* **Problem to solve**: Can you reproduce, word for word, the rows below, beginning with the very first one and going on through the line containing "[0,1,750,358]", that line included, and nothing past it?

* **Records supplied**:
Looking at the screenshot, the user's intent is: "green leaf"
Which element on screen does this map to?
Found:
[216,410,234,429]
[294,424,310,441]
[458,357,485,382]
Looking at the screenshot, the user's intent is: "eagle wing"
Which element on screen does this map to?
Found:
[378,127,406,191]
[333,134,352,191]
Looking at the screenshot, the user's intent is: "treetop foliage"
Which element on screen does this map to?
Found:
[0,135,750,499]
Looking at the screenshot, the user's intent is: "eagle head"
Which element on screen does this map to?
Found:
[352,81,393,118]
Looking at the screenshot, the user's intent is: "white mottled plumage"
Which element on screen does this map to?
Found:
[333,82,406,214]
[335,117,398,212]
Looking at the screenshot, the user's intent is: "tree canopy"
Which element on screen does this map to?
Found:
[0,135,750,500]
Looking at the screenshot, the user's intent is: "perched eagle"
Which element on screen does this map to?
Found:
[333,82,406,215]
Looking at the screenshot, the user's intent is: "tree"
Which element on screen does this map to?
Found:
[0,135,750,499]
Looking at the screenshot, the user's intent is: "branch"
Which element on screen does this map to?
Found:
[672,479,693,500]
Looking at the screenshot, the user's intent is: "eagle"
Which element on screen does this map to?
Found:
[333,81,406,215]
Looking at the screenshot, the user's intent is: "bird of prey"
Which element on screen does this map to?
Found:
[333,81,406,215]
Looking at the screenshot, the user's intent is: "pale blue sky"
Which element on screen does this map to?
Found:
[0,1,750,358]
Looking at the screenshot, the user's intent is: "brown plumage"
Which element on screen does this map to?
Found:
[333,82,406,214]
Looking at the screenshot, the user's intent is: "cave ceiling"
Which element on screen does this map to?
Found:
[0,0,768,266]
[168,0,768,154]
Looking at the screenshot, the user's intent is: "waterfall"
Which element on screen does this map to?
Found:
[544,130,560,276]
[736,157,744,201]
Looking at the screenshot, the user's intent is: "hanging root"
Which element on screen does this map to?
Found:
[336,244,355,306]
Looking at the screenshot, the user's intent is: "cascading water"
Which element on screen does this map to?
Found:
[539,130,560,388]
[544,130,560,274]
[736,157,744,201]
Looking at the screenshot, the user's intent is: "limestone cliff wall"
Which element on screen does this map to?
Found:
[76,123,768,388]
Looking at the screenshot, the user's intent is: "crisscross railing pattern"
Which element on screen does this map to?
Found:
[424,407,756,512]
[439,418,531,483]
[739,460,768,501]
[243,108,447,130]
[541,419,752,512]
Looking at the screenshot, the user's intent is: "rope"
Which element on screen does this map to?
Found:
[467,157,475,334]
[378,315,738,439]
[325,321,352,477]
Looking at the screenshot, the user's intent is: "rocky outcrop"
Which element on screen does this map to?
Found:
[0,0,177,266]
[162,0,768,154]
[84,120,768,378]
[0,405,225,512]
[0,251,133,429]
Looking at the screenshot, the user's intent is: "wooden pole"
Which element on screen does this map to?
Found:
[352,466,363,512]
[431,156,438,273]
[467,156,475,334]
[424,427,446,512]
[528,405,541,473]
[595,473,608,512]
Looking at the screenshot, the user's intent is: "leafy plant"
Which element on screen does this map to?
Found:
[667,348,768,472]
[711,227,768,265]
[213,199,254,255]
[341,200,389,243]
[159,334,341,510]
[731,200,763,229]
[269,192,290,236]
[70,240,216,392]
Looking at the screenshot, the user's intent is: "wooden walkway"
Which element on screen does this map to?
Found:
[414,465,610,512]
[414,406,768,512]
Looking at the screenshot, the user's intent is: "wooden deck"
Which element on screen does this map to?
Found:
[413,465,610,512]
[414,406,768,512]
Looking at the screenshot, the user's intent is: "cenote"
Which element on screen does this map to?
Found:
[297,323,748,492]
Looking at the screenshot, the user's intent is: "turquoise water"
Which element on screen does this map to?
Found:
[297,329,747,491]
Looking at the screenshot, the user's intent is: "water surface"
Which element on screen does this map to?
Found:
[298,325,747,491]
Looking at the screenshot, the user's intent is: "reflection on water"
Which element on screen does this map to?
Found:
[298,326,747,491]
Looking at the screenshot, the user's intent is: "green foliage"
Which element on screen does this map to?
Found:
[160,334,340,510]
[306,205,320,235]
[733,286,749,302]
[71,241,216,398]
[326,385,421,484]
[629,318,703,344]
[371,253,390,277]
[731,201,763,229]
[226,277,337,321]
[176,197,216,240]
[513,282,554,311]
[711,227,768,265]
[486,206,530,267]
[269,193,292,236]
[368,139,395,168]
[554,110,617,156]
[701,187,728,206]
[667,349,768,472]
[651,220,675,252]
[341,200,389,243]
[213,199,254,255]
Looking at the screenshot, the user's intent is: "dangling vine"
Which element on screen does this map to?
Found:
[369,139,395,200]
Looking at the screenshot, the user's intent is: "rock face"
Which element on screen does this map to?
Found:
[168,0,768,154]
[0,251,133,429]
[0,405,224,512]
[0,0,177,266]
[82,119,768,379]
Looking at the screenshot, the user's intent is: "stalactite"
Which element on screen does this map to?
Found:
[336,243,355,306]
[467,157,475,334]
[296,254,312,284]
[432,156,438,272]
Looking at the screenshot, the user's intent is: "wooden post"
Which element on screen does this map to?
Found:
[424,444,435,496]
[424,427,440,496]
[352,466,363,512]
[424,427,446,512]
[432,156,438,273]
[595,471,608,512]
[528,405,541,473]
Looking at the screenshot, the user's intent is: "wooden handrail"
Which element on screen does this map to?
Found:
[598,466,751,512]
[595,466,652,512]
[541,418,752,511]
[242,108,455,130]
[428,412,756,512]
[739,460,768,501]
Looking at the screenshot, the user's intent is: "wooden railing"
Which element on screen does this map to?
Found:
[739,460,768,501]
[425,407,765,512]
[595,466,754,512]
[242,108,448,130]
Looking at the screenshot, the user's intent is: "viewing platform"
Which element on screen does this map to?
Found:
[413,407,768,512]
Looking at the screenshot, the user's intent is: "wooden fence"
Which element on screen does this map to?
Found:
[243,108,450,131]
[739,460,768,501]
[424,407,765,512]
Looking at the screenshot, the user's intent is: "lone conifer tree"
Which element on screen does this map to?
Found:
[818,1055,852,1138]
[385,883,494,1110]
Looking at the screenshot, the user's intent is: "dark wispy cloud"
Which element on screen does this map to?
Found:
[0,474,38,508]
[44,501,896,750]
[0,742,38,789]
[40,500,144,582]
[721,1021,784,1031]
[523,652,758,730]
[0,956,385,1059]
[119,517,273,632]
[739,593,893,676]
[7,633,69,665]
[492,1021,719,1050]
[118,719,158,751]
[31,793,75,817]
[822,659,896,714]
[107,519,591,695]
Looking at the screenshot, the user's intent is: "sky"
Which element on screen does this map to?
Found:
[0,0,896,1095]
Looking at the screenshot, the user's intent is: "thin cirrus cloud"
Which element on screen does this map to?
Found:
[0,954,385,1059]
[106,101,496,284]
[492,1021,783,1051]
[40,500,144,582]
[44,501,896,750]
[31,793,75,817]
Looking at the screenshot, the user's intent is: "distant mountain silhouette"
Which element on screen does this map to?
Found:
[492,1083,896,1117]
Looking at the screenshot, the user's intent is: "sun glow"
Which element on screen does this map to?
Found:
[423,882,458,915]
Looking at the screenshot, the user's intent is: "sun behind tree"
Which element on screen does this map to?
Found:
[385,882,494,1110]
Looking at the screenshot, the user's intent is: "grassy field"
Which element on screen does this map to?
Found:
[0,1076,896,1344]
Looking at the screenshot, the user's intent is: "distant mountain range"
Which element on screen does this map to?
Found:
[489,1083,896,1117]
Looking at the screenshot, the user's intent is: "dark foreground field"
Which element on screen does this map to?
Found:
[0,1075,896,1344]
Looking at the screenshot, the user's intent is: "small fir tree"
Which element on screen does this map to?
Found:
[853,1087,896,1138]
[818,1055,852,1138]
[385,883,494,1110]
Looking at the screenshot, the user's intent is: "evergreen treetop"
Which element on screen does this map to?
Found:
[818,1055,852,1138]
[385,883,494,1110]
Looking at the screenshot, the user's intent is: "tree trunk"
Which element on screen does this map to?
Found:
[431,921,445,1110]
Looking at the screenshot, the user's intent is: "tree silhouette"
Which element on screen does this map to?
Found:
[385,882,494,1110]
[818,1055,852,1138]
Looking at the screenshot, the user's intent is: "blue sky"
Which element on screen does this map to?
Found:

* **Solution**:
Looking at the screenshot, the user's intent is: "green leaf"
Which element on screen does this map to?
Found:
[216,410,234,429]
[294,424,310,441]
[458,357,485,382]
Looking at the screenshot, the user's intent is: "eagle wing"
Which element on screen does this map to?
Found:
[378,127,406,191]
[333,134,352,191]
Looking at the screenshot, the user's intent is: "treetop foliage"
Which element on screen does this map to?
Found:
[0,135,750,499]
Looking at the screenshot, the user's intent is: "eagle head"
Which element on screen does this map to?
Found:
[352,81,393,118]
Looking at the screenshot, the user's intent is: "white mottled plumage"
Which element on screen does this map to?
Found:
[333,82,406,214]
[335,117,398,212]
Looking at the screenshot, the user's intent is: "tree canopy"
Which element on screen does this map to?
Found:
[0,135,750,500]
Looking at the screenshot, the user's intent is: "perched eagle"
Which element on screen does this map to?
Found:
[333,82,406,215]
Looking at the screenshot, the user's intent is: "tree"
Which element on screen does this map to?
Found:
[0,135,750,499]
Looking at the screenshot, the user's intent is: "branch"
Which element on screen does this map to?
Found:
[672,479,693,500]
Looking at the screenshot, the user's intent is: "eagle"
Which element on screen does this map to?
Found:
[333,81,406,215]
Looking at the screenshot, the user's intent is: "bird of prey"
Which element on screen does this map to?
Found:
[333,81,406,215]
Looking at the screenshot, the user's intent is: "pale blue sky"
Which element on screen does this map to?
Found:
[0,1,750,358]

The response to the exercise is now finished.